— YOUR GOAL —
Look for the line that has "x=239, y=207" in the material below; please repeat it and every line after it, exactly, up to and including the line that has "Target: white cloud", and nothing else.

— DATA SECTION —
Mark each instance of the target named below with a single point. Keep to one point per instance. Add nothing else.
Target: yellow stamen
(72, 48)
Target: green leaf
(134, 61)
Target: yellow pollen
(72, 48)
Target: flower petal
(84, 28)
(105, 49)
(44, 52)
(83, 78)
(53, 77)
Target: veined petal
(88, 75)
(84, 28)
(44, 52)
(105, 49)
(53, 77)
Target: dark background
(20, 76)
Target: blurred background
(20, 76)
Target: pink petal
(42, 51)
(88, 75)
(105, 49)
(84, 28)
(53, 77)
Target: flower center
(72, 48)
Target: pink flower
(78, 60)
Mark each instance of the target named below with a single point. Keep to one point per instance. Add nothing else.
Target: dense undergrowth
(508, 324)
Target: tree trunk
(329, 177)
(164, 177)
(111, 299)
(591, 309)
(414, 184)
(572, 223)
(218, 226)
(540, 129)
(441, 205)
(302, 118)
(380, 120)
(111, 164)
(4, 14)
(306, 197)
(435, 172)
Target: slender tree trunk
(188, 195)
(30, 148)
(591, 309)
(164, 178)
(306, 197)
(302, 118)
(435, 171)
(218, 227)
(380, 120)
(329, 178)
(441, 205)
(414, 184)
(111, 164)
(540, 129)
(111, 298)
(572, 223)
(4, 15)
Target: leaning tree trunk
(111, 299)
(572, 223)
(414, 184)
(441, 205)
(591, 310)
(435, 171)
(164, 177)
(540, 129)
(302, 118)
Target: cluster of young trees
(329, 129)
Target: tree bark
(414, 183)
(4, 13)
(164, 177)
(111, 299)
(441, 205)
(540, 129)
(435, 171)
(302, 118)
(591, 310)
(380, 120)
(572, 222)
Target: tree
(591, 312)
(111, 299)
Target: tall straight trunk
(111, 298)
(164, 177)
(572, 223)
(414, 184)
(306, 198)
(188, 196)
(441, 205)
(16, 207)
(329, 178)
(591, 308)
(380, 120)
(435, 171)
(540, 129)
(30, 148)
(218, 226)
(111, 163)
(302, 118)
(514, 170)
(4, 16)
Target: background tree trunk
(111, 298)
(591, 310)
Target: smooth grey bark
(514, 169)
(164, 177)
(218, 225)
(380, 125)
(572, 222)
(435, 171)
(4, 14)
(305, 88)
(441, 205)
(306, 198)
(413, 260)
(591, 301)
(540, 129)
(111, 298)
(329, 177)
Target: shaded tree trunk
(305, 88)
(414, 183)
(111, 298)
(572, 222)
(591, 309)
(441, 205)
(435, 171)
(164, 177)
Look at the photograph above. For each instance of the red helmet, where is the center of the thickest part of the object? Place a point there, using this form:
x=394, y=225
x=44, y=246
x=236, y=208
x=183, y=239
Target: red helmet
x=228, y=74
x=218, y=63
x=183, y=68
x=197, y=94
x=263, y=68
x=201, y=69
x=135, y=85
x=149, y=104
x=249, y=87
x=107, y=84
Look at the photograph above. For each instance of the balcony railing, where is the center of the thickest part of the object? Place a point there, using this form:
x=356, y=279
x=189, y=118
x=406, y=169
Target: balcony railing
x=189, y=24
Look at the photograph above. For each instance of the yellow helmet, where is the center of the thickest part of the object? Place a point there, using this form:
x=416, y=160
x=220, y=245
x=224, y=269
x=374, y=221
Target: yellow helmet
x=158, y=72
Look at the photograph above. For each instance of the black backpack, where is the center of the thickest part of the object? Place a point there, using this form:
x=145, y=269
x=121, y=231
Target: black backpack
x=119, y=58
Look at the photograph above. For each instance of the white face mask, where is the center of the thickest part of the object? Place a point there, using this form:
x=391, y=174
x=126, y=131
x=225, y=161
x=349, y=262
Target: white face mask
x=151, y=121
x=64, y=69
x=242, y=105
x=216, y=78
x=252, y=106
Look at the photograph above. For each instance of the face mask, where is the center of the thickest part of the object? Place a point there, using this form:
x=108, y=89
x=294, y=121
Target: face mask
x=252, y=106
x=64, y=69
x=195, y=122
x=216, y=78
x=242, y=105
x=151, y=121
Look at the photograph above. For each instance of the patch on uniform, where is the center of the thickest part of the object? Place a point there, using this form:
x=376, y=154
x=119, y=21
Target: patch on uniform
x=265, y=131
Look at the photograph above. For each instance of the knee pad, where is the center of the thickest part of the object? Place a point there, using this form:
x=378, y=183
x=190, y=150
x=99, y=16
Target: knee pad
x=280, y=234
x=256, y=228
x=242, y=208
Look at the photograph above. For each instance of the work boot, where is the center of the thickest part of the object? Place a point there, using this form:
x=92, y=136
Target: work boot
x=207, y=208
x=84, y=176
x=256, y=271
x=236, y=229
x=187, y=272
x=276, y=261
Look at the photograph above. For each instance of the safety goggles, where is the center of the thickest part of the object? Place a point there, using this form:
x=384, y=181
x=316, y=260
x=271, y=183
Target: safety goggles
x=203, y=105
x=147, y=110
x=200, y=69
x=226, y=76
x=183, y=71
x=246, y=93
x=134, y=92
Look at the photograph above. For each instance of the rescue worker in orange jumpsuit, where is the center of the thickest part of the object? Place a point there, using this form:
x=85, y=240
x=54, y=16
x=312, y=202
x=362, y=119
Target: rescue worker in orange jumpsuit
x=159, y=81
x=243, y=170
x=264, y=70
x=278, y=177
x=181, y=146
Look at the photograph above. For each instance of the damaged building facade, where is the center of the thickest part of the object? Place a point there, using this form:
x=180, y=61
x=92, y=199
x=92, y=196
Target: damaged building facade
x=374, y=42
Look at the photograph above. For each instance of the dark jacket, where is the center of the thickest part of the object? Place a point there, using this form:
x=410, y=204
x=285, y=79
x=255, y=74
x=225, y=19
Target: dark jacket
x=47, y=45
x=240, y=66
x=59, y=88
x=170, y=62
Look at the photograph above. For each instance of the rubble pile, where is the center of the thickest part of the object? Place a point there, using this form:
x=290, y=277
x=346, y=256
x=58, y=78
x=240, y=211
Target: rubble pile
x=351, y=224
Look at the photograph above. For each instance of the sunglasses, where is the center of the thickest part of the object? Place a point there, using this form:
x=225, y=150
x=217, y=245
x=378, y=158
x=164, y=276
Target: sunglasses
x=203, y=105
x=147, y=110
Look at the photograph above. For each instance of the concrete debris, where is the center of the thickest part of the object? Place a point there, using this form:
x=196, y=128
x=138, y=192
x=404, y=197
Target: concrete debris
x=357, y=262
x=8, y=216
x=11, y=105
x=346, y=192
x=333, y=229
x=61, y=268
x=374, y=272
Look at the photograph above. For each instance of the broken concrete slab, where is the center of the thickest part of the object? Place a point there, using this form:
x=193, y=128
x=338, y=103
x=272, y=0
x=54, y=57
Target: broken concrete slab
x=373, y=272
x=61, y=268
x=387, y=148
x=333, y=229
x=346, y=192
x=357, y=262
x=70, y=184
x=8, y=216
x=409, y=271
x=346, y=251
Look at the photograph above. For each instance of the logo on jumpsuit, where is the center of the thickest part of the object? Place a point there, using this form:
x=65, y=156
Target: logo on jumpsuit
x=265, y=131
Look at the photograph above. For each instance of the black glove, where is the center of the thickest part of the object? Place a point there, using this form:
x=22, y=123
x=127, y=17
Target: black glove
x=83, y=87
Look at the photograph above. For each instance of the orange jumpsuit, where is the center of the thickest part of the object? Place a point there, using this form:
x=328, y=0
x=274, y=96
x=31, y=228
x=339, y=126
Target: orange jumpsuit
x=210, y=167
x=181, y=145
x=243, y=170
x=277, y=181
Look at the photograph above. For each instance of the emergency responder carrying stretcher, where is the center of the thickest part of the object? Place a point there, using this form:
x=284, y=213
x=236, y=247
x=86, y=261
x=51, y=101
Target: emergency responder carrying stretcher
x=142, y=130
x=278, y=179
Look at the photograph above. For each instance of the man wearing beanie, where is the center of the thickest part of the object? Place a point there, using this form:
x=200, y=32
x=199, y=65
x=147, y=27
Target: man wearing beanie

---

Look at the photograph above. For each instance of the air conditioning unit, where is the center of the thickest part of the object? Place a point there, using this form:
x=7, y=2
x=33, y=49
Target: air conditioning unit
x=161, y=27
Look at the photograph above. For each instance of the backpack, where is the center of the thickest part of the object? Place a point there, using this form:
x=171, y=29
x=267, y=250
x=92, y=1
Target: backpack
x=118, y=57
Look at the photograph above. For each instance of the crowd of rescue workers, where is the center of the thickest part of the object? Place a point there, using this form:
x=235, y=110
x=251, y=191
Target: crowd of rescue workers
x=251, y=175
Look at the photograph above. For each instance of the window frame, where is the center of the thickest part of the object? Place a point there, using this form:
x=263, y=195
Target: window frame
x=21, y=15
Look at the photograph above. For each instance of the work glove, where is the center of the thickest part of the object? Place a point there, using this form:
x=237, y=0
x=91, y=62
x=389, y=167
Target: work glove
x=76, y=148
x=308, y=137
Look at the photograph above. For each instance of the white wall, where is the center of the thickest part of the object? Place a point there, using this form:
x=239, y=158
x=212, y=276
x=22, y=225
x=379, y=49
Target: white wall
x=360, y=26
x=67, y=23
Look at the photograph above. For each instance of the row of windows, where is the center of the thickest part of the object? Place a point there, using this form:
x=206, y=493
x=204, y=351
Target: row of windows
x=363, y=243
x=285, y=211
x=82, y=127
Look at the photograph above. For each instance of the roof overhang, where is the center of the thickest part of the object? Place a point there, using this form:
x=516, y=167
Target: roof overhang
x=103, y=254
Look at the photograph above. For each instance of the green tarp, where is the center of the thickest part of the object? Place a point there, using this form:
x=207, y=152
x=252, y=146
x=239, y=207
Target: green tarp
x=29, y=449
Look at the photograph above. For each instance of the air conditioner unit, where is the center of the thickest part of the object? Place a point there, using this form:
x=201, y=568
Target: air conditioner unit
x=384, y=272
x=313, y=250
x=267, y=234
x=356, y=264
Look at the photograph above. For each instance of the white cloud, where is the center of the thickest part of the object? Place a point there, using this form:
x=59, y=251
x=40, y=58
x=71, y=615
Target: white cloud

* * *

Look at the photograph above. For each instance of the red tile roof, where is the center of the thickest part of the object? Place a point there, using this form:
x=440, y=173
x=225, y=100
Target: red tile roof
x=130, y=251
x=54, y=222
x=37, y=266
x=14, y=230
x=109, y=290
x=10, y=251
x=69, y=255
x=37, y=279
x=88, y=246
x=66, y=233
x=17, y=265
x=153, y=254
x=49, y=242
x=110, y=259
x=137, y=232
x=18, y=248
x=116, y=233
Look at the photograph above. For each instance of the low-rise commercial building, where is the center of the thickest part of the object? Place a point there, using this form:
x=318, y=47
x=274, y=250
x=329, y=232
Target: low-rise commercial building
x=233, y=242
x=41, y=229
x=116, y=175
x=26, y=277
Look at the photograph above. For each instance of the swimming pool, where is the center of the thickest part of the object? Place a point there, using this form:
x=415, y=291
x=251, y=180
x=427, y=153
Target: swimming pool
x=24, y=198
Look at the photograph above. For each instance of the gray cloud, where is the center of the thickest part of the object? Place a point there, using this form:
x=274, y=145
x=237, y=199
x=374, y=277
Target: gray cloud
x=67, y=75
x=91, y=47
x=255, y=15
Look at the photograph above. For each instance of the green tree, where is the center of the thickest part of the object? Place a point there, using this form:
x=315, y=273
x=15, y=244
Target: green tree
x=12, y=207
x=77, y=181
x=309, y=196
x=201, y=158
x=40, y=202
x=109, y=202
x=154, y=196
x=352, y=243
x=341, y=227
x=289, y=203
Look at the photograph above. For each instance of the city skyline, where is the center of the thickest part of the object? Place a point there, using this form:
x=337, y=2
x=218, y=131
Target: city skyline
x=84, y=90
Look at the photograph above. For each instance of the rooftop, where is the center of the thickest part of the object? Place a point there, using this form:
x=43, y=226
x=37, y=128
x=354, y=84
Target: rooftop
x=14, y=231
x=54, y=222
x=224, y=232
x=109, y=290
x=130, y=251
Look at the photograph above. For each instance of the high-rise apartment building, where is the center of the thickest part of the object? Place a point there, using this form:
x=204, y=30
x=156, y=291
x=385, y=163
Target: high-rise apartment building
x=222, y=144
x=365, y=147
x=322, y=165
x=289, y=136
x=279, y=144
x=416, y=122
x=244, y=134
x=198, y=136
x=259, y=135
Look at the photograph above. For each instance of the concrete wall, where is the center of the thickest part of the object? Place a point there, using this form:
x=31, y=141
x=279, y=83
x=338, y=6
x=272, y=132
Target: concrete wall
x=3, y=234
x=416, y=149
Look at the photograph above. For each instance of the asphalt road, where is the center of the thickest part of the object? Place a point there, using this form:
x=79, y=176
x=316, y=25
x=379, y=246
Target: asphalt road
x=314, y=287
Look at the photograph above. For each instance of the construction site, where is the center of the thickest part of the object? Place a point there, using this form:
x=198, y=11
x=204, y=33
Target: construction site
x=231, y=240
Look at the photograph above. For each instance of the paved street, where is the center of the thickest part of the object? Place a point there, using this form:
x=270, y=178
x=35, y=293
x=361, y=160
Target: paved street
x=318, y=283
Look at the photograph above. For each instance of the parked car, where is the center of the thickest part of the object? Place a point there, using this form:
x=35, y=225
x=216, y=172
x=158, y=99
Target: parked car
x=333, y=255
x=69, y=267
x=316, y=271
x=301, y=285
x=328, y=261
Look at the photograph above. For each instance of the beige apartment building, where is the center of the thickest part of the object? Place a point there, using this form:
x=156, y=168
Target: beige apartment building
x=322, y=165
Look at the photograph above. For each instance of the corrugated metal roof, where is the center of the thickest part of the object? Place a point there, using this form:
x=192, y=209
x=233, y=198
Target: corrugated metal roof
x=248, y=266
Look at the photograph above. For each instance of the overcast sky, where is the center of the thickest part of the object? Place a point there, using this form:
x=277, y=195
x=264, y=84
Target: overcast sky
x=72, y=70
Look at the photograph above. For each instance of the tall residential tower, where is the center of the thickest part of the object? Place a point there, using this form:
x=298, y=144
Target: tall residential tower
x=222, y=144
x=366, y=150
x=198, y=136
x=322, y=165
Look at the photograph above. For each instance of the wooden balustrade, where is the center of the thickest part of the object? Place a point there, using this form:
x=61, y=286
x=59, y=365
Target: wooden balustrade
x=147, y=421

— WRITTEN REPLY —
x=239, y=207
Target: green tarp
x=29, y=449
Look at the photograph above. For each instance of the air conditioner unit, where is the center of the thickest part of the object? Place a point there, using this form:
x=201, y=568
Target: air conditioner unit
x=384, y=272
x=313, y=250
x=267, y=234
x=356, y=264
Look at the photograph above. For each instance of the white cloud, where is the center of the thickest part of the object? Place a point there, using this form:
x=59, y=251
x=40, y=58
x=71, y=615
Target: white cloud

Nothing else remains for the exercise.